• _WHAT IS REQUIRED_
Shift every coordinate in the answers by adding 100 to each of its numbers, and write the lines out again with the requests included and left unchanged. Begin at the line that contains "Reviewer note: make sure every instance of the red" and continue through the end of the records.
** Start of MATERIAL FOR THE TASK **
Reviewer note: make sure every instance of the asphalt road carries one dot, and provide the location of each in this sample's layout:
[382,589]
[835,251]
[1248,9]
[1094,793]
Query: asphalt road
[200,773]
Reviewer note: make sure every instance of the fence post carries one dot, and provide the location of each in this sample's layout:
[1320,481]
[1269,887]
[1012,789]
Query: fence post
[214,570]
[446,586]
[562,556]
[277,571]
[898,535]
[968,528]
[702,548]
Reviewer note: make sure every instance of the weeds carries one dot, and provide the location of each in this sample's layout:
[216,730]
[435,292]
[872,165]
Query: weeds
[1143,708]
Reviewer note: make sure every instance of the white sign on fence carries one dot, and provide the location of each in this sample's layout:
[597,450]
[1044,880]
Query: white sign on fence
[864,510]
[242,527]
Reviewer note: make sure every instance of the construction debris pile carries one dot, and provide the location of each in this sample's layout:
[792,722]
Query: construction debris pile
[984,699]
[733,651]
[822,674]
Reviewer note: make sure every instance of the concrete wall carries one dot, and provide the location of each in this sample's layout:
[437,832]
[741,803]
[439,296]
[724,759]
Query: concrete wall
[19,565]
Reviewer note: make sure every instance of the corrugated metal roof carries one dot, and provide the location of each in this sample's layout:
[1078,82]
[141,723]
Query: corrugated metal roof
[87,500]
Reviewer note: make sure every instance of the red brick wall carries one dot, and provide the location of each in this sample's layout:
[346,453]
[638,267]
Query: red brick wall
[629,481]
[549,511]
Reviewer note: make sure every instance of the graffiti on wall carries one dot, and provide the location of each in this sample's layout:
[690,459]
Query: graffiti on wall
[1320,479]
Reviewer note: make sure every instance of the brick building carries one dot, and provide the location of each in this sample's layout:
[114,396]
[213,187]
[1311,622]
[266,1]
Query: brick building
** End of MATERIAL FOR THE TASK **
• _FINISHED TASK_
Reviewer note: make sure every instance of the red brick wall carries one dot, and provide the location of each in this sample's layout:
[346,453]
[638,267]
Query: red brick wall
[729,581]
[649,611]
Reviewer note: make sure every instance of the graffiti on wall carries one dot, and provide the location of each in this sample's layout:
[690,459]
Query: graffiti on wall
[1420,579]
Reviewer note: make sure every instance of the brick building carries one dot, and provide the location of each in this sample's layout:
[114,396]
[213,187]
[1311,622]
[266,1]
Query: brick building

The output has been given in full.